Data entries
— begin —

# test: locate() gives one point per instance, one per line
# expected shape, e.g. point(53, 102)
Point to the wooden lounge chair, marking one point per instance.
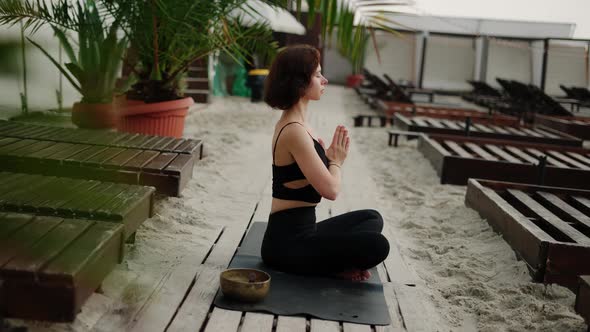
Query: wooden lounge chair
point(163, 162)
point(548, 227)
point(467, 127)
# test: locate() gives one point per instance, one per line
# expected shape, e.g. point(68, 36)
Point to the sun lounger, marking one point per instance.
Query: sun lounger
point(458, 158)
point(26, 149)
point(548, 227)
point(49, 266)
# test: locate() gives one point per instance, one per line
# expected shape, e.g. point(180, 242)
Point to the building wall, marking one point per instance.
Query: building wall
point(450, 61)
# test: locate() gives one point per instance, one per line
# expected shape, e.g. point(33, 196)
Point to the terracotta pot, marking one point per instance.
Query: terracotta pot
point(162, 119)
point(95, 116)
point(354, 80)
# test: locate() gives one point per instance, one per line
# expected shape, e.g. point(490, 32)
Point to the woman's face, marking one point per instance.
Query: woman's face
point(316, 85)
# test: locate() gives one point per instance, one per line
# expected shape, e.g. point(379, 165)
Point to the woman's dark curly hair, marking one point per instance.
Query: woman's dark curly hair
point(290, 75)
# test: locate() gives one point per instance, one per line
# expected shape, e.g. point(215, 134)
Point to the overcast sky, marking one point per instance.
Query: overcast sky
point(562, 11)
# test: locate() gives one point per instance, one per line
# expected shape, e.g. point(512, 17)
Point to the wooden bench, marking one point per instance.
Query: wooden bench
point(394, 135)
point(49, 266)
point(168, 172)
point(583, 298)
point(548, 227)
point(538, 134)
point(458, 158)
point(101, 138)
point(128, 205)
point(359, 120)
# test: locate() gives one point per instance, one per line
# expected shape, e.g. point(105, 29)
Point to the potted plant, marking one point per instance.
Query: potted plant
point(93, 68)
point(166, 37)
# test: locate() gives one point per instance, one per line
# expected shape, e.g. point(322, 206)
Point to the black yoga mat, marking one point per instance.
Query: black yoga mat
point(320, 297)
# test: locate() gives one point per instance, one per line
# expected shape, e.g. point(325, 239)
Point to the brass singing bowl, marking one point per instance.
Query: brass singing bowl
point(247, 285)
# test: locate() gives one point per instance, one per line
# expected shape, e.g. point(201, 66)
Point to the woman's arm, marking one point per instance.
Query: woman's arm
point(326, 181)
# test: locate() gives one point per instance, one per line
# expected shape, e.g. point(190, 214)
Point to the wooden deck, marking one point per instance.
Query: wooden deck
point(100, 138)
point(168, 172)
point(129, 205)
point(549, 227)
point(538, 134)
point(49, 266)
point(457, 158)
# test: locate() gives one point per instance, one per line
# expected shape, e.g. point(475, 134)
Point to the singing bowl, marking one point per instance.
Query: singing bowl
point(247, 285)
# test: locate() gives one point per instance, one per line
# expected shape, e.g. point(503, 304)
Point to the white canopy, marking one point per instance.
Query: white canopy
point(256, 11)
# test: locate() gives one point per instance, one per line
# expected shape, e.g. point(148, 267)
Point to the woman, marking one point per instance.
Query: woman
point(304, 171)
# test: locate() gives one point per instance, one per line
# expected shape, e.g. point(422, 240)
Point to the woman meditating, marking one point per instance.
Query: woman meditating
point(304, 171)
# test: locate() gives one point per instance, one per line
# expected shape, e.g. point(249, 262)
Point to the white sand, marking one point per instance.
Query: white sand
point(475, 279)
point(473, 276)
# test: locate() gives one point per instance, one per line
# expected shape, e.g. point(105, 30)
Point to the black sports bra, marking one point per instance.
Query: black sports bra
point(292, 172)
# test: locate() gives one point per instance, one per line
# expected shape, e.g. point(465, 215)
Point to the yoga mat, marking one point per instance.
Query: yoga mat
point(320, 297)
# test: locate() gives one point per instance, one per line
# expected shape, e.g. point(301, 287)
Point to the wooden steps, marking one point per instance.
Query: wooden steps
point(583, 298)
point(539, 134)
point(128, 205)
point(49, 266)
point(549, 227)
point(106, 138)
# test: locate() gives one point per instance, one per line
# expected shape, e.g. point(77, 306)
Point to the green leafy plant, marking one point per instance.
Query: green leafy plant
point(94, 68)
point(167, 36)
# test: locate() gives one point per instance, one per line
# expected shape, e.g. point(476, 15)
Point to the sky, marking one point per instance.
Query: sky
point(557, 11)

— end —
— begin —

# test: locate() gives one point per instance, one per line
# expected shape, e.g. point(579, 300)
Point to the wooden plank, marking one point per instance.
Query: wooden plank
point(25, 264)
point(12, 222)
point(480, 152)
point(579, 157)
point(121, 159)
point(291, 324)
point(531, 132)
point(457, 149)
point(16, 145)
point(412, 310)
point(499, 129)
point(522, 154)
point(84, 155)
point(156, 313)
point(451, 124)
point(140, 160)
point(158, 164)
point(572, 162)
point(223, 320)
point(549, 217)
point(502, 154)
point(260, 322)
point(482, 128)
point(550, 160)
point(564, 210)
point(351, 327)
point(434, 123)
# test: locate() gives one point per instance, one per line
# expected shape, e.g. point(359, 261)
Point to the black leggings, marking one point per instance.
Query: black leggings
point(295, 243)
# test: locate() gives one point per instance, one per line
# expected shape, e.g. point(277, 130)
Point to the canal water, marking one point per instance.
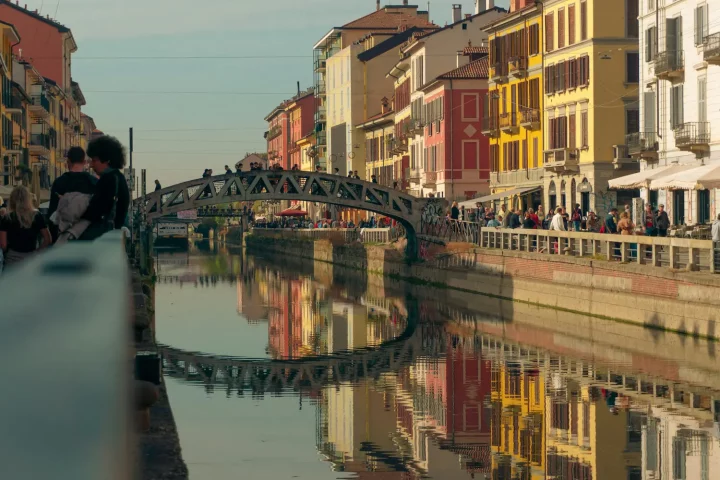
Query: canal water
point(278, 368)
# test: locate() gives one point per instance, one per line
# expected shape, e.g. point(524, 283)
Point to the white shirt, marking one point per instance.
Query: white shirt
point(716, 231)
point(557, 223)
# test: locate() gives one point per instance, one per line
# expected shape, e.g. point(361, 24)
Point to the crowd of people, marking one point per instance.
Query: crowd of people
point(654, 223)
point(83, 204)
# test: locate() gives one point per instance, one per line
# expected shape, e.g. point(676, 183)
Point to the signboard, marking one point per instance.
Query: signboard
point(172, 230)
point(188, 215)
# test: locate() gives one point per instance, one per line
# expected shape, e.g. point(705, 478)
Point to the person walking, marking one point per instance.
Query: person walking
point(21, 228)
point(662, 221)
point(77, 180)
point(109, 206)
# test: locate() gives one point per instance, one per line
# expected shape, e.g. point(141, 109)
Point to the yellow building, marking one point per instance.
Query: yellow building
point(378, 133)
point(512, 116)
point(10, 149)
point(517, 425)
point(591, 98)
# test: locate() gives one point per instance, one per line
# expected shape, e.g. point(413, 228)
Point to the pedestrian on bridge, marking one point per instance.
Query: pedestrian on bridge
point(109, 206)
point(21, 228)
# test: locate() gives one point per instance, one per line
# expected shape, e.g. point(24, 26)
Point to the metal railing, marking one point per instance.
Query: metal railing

— end —

§ **SET PROBLEM**
List every line of the material above that contains the word "deck", treating uppercase and lowercase as different.

§ **RESULT OF THIS TASK**
Point to the wooden deck, marking one point per instance.
Query: wooden deck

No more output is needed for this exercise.